* Problem 1: Reproduce the passage on David Alfaro Siqueiros from "For Siqueiros, he" up to and including "of social realism.".
* Problem 2: Name every person mentioned in the passage on David Alfaro Siqueiros other than Siqueiros himself.
* Problem 3: Write a continuation of the passage on David Alfaro Siqueiros, picking up after its final sentence.

* Text section:
******************************
Aside from Andre Malraux, David Alfaro Siqueiros may have been the second most popular political activist of the early 20th century who used art as a vehicle for expression. He was a painter, an art movement leader, and a soldier who had been very vocal about his political views being a communist together with Diego Rivera. When it comes to art, he was also a great leader as he co-founded the Mexican Muralist movement which put Mexico in the map of countries with innovative and contagious artistic influences.
For Siqueiros, he believed that art should be political by nature in order to affect substantial response from people. He aimed at making art mass-friendly detesting the very capitalist nature of European art and North America, where only the rich can afford to appreciate art. Despite being overshadowed by Diego Rivera, he was a great artist in his own right after attempting to infuse the aesthetic and politics with his modern technical skill to create what experts term as public art, inspired by the principles of social realism.
David Alfaro Siqueiros lived a very controversial life having been a would-be assassin, after plotting to kill Leon Trotsky in 1940. Apparently, he supported Stalin’s political views and an active member of the Mexican Communist Party. Often times the political events in his country and Russia used to be his inspiration for his art. He executed Mexican murals that were bright colored yet one should not take it as something lighthearted. His paintings are supposed to evoke an intense emotion fueled by his sense of nationalism and patriotism.
******************************
[Position annotation records]

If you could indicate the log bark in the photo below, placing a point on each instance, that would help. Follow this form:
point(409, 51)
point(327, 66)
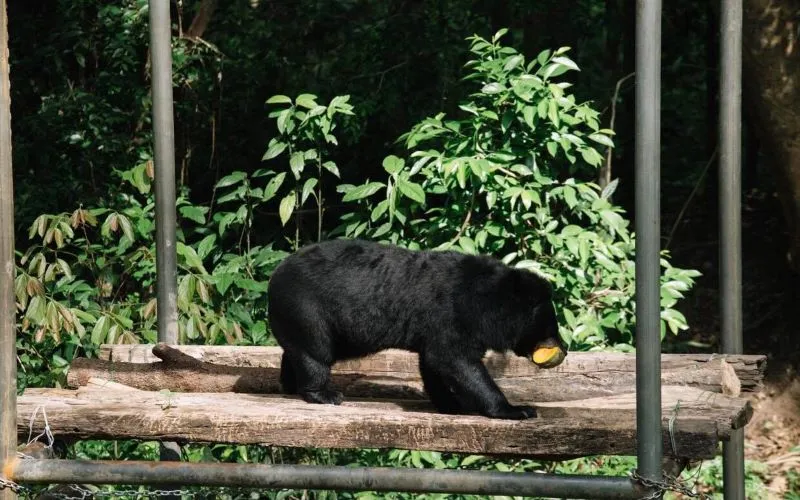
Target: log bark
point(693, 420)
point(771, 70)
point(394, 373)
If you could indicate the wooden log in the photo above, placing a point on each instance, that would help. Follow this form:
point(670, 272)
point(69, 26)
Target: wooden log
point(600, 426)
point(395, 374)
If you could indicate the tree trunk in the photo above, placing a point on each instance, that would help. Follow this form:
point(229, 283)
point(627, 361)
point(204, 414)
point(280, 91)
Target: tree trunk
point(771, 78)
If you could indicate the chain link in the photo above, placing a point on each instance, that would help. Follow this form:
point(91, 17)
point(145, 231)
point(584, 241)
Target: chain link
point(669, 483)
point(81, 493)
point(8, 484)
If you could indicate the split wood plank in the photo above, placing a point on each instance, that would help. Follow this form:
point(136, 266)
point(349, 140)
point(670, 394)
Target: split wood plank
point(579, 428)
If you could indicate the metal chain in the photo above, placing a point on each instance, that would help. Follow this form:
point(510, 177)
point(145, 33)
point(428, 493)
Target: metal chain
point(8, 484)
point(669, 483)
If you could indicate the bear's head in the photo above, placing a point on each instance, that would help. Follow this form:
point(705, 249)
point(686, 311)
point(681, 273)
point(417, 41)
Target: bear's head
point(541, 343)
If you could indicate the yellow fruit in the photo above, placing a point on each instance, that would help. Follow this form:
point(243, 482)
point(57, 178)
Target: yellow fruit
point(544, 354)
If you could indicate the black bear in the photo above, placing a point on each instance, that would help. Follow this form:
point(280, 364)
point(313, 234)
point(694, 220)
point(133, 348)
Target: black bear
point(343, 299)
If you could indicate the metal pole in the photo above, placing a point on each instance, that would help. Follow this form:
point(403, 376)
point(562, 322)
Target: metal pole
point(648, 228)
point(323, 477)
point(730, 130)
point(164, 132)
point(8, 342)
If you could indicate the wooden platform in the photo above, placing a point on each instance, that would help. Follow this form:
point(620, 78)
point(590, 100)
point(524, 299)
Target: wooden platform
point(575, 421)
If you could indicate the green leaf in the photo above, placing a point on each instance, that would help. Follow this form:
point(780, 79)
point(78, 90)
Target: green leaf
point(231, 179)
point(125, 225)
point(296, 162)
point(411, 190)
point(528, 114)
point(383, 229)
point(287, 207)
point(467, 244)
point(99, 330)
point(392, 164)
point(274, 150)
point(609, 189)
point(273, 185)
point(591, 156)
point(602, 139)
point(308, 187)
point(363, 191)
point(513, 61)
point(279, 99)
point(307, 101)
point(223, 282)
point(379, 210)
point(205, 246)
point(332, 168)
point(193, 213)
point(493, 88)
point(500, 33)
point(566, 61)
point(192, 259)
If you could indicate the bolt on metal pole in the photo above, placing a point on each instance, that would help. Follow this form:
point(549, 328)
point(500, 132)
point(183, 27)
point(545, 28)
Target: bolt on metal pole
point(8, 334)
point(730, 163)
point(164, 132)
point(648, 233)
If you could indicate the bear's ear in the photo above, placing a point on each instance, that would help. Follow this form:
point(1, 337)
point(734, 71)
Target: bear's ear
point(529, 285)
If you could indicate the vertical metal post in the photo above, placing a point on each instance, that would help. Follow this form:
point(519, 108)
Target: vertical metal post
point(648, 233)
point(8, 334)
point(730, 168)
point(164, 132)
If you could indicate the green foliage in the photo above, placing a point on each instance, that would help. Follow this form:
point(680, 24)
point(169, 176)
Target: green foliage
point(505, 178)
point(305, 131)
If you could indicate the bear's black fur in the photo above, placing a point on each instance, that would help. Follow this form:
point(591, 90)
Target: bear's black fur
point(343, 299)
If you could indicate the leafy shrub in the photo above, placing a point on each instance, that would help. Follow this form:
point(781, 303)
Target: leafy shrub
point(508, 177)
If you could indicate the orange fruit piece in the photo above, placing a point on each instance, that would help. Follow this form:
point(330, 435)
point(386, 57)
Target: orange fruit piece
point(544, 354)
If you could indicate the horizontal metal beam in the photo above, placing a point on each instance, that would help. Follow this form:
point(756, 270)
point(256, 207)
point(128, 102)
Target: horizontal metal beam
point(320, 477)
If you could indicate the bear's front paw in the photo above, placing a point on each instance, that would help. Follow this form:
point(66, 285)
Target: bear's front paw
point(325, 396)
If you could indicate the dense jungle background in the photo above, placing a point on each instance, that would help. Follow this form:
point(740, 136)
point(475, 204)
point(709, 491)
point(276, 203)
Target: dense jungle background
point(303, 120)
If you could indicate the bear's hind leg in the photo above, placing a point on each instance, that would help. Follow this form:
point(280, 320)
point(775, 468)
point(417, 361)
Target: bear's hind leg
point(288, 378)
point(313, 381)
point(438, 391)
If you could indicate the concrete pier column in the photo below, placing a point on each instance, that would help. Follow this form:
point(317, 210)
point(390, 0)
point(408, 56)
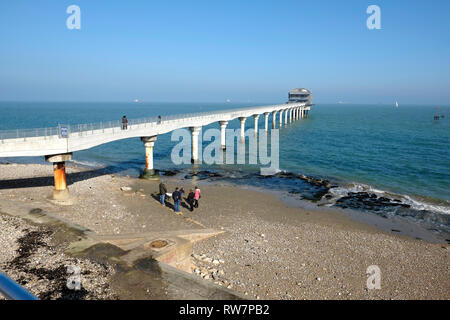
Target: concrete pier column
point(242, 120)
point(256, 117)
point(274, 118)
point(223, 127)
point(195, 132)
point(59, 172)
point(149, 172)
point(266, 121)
******************************
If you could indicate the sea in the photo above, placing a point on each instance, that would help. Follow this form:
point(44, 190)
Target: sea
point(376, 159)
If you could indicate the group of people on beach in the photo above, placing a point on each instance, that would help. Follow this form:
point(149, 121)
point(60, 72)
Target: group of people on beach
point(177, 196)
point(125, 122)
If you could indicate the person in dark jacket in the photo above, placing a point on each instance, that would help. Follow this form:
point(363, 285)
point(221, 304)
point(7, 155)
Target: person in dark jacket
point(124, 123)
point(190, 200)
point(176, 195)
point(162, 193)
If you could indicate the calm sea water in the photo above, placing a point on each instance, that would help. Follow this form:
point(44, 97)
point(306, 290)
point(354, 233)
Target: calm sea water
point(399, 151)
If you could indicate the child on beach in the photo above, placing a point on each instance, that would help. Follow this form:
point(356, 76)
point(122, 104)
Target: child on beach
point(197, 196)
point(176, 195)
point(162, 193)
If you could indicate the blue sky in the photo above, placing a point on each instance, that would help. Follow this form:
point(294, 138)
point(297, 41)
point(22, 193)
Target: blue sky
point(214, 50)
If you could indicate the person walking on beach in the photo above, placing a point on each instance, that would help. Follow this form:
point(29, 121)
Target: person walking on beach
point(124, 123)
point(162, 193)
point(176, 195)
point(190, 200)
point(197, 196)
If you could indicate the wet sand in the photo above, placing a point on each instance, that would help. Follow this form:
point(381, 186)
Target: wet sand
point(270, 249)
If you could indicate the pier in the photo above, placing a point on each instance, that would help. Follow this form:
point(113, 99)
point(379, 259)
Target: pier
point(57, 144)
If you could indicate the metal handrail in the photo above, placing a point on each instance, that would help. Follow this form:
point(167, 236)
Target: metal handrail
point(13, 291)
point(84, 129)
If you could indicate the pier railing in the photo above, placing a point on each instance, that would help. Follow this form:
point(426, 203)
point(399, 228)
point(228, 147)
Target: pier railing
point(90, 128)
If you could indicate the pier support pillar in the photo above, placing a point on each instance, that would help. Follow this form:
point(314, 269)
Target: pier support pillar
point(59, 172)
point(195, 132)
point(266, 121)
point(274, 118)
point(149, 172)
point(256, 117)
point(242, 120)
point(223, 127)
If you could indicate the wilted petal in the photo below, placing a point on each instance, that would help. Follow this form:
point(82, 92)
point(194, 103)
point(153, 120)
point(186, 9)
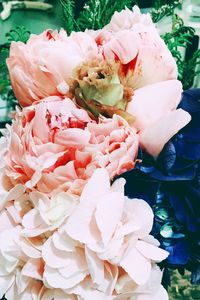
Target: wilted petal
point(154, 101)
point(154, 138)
******************************
* Task response 1:
For Siqueiros, he believed that art should be political by nature in order to affect substantial response from people. He aimed at making art mass-friendly detesting the very capitalist nature of European art and North America, where only the rich can afford to appreciate art. Despite being overshadowed by Diego Rivera, he was a great artist in his own right after attempting to infuse the aesthetic and politics with his modern technical skill to create what experts term as public art, inspired by the principles of social realism.

* Task response 2: Andre Malraux, Diego Rivera, Leon Trotsky, Stalin

* Task response 3:
As an artist, he was innovative and creative. He often experimented with new techniques using unusual materials like gun-cotton and pyroxylin, which helped him worked efficiently. In his advanced years he produced Polyforum Siqueiros (1971) in his attempt to combine architecture with sculpture and painting. He also tried other art media such as engraving, lithography, and printmaking. Lastly, despite his political affiliations with the likes of Stalin he was still awarded the Lenin Peace Prize in 1967 and assumed the President position at the Mexican Academy of Fine Arts one year later.
Here are some examples of Siqueiros’ major paintings and murals:
David Alfaro Siqueiros was born in 29th of December 1896 in Camargo, Chihuahua, Mexico. He adopted his mother’s surname, Siqueiros, instead of his paternal surname Alfaro. And even though he was born in Camargo he actually grew up in Irapuato, Guanajuato after his family moved there when he was six.
Little is known about his early life but it is believed that came from a well-to-do family and came second of three children. At the age of four his mother died which forced his father to send them all siblings to reside with the paternal grandparents albeit temporarily. Therefore, it was David’s grandfather who became a dominant father-figure in his boyhood. In 1902 he attend a primary school in Guanajuato where he might have been introduced to the arts.
According to many art historians, David’s rebellious nature was not fully realized until his sister resistance against their father’s devotion to an orthodox religion. He had seen this happen and might have a huge impact on him and at the time, he was becoming aware of the political situation of his country. His political view is said to revolve around anarcho-syndicalism. Dr. Atl, a popular political scientist and theorist, wrote a manifesto (1906) raising awareness of Mexican artists to use art as an avenue for immortalizing their true heritage and indigenous cultures so as to promote nationalism.
No wonder when David turned 15, he became passionate about politics that in 1911 he participated in a student protest at the Academy of San Carlos. The student-protestors went against the academy’s teaching methodologies which subsequently resulted to the impeachment of the director. This particular event had inspired Santa Anita to lay the foundations for an open-air academy.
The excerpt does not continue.